TEXTO PARA ANÁLISE >>
##############################

À medida que sua condição melhorou, ela começou a visitar a fonte novamente.

“Ela continuou a melhorar”, disse Castillo. “Ficamos surpresos que isso tenha acontecido com uma dose de resposta tão baixa, o que nos levou a querer divulgar essa informação antes que os veterinários começassem a overdose de outras espécies usando a dose para cães ou gatos”.

A dosagem correta se resume às diferenças específicas da espécie no metabolismo e à variabilidade entre os indivíduos, acrescentou.

A cannabis medicinal para humanos é legal e comumente usada em vários países e estados dos EUA. Mas a sua adoção nas práticas veterinárias ficou aquém da medicina humana. Dezenas de estudos científicos apontam para o potencial da cannabis no tratamento de convulsões, dor, ansiedade e medo, principalmente em cães. Cada vez mais evidências de países como o México, onde os veterinários podem administrar legalmente a planta ou os seus compostos, sugerem benefícios numa variedade de outras condições em espécies tão variadas como papagaios, tartarugas e hienas.

Mas, apesar das descobertas promissoras, existem muitos desafios para a introdução da cannabis na medicina veterinária: confusão sobre a lei, estigma persistente relacionado com as drogas, falta de educação e escassez de estudos revistos por pares. Na maioria dos países, incluindo os Estados Unidos, a legislação proibitiva ou incompleta também prejudica a capacidade dos veterinários de estudar e utilizar cannabis nas suas práticas.

“As pessoas estão muito interessadas em terapias alternativas que funcionem melhor e tenham menos efeitos colaterais”, disse Stephanie McGrath, neurologista veterinária da Universidade Estadual do Colorado que estuda cannabis medicinal e faz parte do conselho consultivo científico da Panacea Life Sciences, fabricante de CBD. “Nós realmente deveríamos canalizar dólares para apoiar pesquisas, para que possamos entender melhor como deveríamos usar este medicamento”.

Avanço nos estudos

Leis em lugares como a Califórnia começaram a abrir caminho para a cannabis veterinária. E um número pequeno mas crescente de veterinários internacionais se uniu para trazer a cannabis para a medicina veterinária convencional através da educação, investigação e ativismo.

##############################

CONTEÚDO DOS DADOS >>
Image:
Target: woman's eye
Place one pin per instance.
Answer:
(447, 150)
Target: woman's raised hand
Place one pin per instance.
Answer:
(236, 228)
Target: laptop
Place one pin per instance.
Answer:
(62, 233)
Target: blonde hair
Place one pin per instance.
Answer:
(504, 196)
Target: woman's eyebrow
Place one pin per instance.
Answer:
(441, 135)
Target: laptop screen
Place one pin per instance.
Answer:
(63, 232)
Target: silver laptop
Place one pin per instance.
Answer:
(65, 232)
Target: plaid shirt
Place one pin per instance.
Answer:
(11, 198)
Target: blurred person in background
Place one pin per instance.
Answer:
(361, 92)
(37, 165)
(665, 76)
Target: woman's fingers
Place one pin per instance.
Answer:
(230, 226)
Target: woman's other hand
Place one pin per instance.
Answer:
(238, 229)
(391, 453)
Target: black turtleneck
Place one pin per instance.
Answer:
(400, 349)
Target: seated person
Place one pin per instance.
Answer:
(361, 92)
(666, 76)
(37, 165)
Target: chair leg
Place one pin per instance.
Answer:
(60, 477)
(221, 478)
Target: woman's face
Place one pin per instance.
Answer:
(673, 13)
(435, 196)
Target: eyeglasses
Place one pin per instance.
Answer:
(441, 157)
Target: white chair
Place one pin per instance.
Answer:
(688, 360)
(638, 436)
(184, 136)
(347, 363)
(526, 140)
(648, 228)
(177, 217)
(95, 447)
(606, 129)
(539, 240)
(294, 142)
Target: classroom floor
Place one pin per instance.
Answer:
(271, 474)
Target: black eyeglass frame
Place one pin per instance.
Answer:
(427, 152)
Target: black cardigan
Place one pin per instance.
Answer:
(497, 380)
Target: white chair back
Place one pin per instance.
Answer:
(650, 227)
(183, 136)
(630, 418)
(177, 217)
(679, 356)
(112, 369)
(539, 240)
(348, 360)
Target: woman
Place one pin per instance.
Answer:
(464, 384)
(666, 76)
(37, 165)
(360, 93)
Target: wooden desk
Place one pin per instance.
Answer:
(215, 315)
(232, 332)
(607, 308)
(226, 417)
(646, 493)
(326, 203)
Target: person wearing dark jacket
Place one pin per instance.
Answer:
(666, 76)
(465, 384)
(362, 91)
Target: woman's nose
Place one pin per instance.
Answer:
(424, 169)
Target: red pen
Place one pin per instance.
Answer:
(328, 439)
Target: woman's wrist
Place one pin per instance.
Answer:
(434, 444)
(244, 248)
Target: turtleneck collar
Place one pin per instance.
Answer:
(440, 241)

##############################

TAREFA A REALIZAR >> Copie do texto sobre cannabis na medicina veterinária tudo o que vai de “Avanço nos estudos” até “investigação e ativismo.”.

RESPOSTA AO EXERCÍCIO >>
Avanço nos estudos

Leis em lugares como a Califórnia começaram a abrir caminho para a cannabis veterinária. E um número pequeno mas crescente de veterinários internacionais se uniu para trazer a cannabis para a medicina veterinária convencional através da educação, investigação e ativismo.